• _WORK ITEM_
Produce an exact copy of the first line of the data below and each line after it, please, up to and including the one with "point(312, 65)".

==========

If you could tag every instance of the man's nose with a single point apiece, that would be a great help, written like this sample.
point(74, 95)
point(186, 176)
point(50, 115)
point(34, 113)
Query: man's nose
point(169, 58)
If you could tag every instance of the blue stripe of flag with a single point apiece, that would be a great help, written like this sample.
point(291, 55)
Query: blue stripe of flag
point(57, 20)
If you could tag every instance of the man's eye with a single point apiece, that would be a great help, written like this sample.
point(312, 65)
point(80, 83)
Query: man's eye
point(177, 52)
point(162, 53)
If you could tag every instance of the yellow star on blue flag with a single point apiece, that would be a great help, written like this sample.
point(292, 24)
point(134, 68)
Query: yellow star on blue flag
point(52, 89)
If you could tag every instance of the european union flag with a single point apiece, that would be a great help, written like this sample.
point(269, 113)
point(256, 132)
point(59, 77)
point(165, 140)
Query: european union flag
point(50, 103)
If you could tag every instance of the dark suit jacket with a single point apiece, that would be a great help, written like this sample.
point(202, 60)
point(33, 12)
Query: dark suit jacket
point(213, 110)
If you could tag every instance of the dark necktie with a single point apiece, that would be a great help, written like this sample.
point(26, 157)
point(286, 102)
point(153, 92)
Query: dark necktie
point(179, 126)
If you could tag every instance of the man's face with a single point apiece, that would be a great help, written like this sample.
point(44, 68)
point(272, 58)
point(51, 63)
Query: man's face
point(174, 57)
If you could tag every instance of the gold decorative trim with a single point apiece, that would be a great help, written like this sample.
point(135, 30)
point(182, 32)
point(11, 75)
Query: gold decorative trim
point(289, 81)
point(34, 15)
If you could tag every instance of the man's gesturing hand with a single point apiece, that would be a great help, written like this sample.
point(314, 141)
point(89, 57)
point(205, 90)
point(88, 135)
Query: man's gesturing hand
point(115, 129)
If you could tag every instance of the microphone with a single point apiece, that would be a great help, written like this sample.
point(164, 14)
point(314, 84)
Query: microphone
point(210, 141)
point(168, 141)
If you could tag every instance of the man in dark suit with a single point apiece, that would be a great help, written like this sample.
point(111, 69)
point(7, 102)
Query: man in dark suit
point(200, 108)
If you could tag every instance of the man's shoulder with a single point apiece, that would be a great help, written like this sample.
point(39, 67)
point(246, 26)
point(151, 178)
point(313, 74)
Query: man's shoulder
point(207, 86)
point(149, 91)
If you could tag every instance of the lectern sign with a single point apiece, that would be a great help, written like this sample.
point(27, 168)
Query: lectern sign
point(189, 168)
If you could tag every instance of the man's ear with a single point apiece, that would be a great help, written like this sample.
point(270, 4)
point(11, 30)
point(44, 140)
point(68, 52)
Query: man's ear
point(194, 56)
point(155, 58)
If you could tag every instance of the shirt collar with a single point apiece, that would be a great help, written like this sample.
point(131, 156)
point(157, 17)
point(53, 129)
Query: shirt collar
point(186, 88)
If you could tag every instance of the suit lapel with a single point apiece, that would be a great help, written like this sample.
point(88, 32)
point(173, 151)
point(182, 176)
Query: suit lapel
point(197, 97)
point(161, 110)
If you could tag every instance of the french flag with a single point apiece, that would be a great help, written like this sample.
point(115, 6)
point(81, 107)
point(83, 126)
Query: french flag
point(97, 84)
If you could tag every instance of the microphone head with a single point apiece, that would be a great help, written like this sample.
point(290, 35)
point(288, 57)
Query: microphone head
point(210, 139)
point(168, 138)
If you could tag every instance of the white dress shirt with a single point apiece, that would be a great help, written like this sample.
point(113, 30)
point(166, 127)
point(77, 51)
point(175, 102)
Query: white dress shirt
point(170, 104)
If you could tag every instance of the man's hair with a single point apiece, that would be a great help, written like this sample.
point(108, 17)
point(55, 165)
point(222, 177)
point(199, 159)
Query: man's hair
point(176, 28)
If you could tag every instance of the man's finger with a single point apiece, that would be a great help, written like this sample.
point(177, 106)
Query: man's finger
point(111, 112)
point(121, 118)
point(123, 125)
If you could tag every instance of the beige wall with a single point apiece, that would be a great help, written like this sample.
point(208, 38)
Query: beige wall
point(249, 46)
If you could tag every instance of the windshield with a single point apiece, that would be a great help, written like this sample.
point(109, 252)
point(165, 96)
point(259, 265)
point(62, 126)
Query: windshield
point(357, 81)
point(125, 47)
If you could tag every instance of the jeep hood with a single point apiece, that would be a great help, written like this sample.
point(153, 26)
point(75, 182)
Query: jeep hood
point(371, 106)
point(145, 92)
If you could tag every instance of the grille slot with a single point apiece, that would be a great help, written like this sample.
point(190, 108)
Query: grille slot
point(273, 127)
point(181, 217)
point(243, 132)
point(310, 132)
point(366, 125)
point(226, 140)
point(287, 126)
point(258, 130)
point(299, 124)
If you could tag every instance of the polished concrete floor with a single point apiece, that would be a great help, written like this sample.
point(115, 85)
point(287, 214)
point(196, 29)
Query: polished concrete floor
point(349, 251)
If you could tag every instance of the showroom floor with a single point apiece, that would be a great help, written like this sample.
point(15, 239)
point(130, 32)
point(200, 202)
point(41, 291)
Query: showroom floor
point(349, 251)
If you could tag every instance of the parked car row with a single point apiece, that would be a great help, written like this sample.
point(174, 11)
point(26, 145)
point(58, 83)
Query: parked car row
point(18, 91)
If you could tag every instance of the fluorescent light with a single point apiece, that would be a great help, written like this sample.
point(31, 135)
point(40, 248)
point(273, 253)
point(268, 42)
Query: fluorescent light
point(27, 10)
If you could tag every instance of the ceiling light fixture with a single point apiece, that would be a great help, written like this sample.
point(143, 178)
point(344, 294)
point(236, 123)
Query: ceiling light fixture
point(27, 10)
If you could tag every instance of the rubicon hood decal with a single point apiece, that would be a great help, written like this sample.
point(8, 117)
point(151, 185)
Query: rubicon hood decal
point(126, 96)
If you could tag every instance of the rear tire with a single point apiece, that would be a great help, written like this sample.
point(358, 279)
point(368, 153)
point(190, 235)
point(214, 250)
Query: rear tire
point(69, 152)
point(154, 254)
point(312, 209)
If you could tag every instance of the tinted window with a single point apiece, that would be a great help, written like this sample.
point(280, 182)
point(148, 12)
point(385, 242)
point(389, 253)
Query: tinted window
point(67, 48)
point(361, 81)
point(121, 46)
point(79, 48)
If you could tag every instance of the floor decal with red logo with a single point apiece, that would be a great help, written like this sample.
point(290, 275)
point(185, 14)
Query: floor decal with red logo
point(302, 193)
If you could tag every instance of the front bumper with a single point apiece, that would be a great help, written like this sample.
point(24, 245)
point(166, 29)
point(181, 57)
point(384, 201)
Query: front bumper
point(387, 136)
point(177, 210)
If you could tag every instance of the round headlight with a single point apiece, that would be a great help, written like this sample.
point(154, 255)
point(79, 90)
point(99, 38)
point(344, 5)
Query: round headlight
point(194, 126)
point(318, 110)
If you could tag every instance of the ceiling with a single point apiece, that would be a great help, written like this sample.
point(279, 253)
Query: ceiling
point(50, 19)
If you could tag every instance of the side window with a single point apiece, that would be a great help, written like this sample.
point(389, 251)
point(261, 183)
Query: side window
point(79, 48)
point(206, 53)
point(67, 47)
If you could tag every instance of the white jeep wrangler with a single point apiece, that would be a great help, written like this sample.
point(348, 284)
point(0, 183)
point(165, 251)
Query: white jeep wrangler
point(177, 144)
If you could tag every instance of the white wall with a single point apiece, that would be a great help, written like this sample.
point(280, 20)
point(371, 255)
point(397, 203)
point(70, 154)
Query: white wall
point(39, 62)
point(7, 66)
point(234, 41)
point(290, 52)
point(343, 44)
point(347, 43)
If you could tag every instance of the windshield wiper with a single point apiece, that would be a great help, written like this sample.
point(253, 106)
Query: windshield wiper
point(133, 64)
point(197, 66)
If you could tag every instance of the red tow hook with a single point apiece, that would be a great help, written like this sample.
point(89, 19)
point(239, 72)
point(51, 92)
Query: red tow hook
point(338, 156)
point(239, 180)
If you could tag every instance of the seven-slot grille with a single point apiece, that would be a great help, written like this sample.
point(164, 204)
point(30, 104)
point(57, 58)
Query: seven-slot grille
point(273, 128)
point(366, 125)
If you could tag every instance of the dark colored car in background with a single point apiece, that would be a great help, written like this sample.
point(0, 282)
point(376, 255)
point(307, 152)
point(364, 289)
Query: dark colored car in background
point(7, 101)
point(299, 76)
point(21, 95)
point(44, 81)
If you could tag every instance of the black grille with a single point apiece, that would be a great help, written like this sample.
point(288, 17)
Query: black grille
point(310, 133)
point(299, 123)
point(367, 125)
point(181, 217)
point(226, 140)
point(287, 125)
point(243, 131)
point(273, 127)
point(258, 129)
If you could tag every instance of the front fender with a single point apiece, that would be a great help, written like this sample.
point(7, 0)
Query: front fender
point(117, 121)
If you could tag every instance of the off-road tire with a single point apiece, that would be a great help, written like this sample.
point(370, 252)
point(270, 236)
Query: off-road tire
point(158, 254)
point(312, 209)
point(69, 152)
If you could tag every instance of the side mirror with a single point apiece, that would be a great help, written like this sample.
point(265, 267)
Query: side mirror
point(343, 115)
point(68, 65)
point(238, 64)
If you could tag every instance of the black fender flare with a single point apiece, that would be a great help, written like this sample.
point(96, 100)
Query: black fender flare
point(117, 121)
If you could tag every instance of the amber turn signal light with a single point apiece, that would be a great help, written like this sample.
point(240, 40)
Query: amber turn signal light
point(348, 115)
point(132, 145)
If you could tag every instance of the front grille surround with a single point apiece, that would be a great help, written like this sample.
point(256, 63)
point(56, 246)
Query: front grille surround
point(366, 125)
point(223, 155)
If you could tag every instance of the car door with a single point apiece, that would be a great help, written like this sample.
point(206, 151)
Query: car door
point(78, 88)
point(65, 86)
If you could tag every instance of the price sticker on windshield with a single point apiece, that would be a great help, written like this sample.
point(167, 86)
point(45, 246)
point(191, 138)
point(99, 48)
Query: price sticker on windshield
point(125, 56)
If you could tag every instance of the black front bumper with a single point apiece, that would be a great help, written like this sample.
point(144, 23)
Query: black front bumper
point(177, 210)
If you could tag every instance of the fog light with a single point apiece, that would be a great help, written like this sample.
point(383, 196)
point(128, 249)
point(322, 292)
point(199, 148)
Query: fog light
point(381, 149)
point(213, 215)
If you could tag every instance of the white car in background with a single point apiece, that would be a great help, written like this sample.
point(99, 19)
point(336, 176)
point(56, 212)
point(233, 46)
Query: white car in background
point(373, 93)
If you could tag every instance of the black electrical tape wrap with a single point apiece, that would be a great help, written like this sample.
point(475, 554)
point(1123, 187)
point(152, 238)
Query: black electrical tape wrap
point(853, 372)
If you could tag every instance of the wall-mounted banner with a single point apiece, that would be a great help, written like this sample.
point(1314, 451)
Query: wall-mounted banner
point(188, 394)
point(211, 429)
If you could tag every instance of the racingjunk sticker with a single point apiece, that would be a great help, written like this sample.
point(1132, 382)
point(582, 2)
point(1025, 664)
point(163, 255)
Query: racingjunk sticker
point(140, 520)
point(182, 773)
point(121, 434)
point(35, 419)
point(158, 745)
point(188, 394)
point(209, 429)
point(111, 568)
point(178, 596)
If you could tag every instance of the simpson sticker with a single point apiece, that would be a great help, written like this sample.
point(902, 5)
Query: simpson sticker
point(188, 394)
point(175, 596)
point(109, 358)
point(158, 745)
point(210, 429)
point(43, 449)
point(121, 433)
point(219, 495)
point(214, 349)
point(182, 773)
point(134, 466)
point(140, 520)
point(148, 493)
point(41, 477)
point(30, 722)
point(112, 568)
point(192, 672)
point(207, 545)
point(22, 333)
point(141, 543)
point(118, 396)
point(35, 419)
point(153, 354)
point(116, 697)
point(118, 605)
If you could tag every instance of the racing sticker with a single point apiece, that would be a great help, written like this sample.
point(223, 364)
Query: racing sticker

==========

• _ANSWER TO THIS TASK_
If you could tag every instance of the man's nose with a single point apiece, that would be a great help, written like this sample.
point(74, 95)
point(186, 176)
point(50, 115)
point(34, 113)
Query: man's nose
point(169, 58)
If you could tag every instance of the blue stripe of flag with a single point apiece, that would be a great help, written like this sample.
point(291, 55)
Query: blue stripe of flag
point(57, 20)
If you could tag every instance of the man's eye with a single point apiece, that would be a great help, written like this sample.
point(312, 65)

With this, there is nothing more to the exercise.